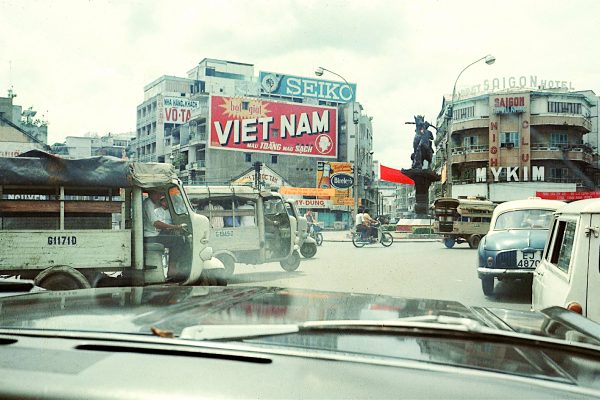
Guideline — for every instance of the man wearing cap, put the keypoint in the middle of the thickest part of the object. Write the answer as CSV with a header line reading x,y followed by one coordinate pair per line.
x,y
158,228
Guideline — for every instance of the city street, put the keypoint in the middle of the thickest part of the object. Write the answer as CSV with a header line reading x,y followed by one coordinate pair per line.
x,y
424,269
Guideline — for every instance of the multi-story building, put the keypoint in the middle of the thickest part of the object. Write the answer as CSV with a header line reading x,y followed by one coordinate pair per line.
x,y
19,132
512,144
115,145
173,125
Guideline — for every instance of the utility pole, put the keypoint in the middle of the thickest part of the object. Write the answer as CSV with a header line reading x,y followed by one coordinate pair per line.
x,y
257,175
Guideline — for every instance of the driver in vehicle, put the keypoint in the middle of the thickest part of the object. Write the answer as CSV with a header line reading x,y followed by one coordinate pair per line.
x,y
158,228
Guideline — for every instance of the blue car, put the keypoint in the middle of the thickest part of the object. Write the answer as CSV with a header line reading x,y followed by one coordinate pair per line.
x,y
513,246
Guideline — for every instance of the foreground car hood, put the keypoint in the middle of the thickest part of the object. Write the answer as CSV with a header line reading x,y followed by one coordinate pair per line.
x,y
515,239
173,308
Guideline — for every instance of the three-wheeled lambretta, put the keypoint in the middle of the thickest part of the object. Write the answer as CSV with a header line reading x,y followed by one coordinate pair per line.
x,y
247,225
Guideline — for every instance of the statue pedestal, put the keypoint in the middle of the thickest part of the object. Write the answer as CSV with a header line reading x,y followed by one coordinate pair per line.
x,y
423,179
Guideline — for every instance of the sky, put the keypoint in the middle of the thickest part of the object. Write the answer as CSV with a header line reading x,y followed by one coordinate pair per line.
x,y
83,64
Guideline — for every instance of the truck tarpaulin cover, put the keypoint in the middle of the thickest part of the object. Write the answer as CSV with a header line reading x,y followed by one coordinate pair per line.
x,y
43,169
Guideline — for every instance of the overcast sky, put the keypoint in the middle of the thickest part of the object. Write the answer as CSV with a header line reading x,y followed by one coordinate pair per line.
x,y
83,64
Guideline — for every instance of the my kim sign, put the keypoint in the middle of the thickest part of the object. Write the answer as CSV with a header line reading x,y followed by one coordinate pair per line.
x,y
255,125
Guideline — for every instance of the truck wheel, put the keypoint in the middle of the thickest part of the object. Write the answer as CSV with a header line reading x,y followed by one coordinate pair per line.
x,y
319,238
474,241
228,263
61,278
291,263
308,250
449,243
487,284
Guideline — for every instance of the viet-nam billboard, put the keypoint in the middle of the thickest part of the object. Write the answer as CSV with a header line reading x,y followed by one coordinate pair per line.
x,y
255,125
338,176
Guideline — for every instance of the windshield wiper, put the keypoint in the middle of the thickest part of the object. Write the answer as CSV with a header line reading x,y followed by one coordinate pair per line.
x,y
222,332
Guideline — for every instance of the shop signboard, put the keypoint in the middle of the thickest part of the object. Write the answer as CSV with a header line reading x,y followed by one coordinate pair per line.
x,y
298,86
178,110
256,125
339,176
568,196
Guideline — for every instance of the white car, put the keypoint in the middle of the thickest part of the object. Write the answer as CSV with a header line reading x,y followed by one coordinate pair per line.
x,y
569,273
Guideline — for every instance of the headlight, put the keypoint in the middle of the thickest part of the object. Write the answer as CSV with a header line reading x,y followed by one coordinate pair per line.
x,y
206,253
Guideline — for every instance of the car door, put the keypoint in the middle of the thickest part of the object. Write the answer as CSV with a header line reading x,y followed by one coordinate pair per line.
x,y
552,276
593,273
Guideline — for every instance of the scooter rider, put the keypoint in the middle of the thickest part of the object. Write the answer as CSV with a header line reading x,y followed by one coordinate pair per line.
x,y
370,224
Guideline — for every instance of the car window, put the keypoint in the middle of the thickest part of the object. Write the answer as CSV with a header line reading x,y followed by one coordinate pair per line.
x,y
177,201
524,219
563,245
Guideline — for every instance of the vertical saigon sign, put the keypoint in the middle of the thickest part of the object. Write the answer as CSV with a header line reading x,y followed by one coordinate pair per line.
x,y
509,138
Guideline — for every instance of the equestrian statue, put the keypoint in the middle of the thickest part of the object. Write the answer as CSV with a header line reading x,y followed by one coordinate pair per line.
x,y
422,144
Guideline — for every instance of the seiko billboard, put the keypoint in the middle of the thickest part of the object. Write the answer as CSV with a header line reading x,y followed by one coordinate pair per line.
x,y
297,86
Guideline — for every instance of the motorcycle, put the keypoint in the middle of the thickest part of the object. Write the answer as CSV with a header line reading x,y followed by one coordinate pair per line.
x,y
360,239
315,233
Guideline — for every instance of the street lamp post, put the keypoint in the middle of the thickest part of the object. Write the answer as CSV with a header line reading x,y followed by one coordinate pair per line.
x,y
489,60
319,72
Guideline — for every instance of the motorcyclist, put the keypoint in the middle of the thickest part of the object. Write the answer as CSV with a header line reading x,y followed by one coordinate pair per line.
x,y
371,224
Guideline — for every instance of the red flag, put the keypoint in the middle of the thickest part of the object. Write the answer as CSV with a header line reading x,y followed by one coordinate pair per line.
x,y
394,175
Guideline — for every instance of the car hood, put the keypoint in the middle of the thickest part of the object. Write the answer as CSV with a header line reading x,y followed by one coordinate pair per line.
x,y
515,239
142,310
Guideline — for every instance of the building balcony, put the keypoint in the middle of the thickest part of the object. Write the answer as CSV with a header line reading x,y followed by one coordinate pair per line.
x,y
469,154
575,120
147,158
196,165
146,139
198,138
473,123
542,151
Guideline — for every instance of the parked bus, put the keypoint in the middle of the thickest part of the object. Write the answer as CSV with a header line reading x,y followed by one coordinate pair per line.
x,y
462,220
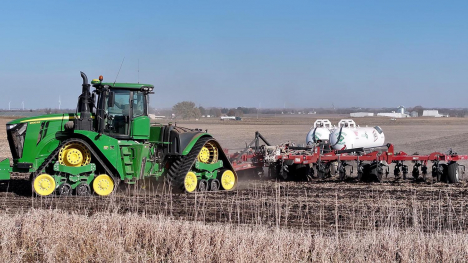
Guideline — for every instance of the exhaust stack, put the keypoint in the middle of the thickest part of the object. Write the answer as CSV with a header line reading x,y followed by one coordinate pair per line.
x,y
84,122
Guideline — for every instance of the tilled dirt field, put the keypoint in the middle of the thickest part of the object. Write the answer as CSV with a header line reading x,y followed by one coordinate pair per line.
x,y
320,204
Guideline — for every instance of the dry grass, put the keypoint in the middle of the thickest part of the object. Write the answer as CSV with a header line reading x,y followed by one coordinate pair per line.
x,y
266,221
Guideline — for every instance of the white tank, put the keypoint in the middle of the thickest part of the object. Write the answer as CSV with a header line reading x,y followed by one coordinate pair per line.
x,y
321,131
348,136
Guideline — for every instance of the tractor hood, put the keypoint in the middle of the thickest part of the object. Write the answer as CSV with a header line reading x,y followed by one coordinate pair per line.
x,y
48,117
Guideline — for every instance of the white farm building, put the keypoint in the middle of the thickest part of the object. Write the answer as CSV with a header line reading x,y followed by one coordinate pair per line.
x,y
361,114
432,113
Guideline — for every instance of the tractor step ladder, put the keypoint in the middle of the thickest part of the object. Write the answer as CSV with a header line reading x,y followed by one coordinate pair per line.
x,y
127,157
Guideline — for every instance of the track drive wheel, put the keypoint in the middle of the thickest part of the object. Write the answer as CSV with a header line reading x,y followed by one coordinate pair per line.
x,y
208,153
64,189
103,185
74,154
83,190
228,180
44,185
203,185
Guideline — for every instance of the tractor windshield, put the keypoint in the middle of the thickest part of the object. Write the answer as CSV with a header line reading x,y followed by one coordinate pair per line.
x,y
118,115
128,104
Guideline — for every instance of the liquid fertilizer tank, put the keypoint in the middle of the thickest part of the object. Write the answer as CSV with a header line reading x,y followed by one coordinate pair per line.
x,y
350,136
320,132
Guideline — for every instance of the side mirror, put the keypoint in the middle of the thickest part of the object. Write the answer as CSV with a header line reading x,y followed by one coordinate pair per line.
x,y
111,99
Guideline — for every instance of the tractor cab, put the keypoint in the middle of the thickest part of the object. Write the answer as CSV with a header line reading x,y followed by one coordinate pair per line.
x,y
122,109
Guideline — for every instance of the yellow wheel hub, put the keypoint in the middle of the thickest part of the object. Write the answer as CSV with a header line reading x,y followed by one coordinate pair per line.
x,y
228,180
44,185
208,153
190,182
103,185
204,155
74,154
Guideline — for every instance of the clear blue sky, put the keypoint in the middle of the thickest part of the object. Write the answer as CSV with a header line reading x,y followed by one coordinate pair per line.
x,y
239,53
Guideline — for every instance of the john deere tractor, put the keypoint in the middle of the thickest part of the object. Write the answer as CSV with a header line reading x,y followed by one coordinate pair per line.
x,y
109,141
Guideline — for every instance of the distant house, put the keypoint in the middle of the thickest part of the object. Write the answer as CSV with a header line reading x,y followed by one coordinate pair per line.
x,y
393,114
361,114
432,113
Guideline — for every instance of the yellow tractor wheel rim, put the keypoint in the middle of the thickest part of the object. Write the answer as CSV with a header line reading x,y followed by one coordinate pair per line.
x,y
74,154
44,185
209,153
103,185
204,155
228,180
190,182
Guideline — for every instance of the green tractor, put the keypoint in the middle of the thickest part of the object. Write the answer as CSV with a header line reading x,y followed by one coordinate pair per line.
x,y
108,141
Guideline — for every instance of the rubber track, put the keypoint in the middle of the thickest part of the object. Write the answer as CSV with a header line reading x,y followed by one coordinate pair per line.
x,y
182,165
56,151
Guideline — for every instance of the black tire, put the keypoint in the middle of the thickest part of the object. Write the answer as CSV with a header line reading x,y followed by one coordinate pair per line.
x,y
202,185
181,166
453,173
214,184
...
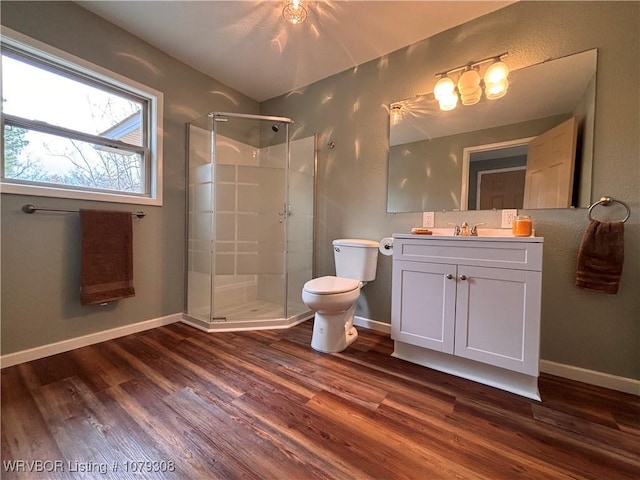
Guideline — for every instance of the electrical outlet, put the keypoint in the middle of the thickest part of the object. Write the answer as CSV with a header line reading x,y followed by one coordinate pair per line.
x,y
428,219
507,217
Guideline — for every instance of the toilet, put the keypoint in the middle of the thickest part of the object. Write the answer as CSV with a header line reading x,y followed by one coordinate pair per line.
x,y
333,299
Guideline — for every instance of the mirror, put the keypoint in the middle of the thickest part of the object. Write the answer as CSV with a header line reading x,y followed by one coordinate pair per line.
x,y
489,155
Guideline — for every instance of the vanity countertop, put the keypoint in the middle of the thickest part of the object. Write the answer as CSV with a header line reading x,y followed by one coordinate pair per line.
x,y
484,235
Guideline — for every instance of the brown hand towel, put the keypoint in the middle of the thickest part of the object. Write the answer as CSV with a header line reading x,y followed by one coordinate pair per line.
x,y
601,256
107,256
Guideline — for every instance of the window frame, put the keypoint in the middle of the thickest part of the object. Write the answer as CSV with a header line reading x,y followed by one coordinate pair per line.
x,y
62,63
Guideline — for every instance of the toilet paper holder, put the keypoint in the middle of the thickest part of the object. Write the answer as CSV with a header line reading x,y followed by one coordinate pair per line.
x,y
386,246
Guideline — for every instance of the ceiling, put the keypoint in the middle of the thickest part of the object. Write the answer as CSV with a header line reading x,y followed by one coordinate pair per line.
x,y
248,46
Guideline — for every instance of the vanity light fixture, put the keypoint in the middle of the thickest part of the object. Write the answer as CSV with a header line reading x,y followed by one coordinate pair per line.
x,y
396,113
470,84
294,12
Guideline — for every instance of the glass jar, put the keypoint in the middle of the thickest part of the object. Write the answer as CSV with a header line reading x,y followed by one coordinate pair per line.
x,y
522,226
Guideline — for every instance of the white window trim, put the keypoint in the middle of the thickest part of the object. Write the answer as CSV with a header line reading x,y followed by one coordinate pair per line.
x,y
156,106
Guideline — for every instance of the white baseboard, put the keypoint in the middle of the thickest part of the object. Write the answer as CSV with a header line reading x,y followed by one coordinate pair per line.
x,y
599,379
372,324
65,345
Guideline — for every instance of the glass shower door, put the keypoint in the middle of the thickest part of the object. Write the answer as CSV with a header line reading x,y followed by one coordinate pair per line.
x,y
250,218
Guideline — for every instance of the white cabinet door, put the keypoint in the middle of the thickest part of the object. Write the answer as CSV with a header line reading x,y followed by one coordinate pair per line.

[Exercise aim]: From the records above, extract exactly and only the lines that begin at the line with "Guideline — for every instance of the white baseboard, put" and stop after the line with "Guideline — for every instance of the white cabinet".

[Reply to the exercise]:
Guideline — for every instance of the white baseboard, put the keypoint in the middle of the thickest part of the object. Write the answer as CSV with a header line reading x,y followed by one coordinate pair per line.
x,y
599,379
372,324
65,345
Guideline — for every instance of the glass shower door, put the keypoint in the middle of the thickest part of the object. Write the answer as CSV with a header line reading x,y followed by one coordinate pair per line.
x,y
250,218
Guideline — for every instance of the white cabinet door, put the keypoint in the middle of the thickest part of the object. Write the answer as CSV with a header line reading x,y followed by one coordinate pair per line.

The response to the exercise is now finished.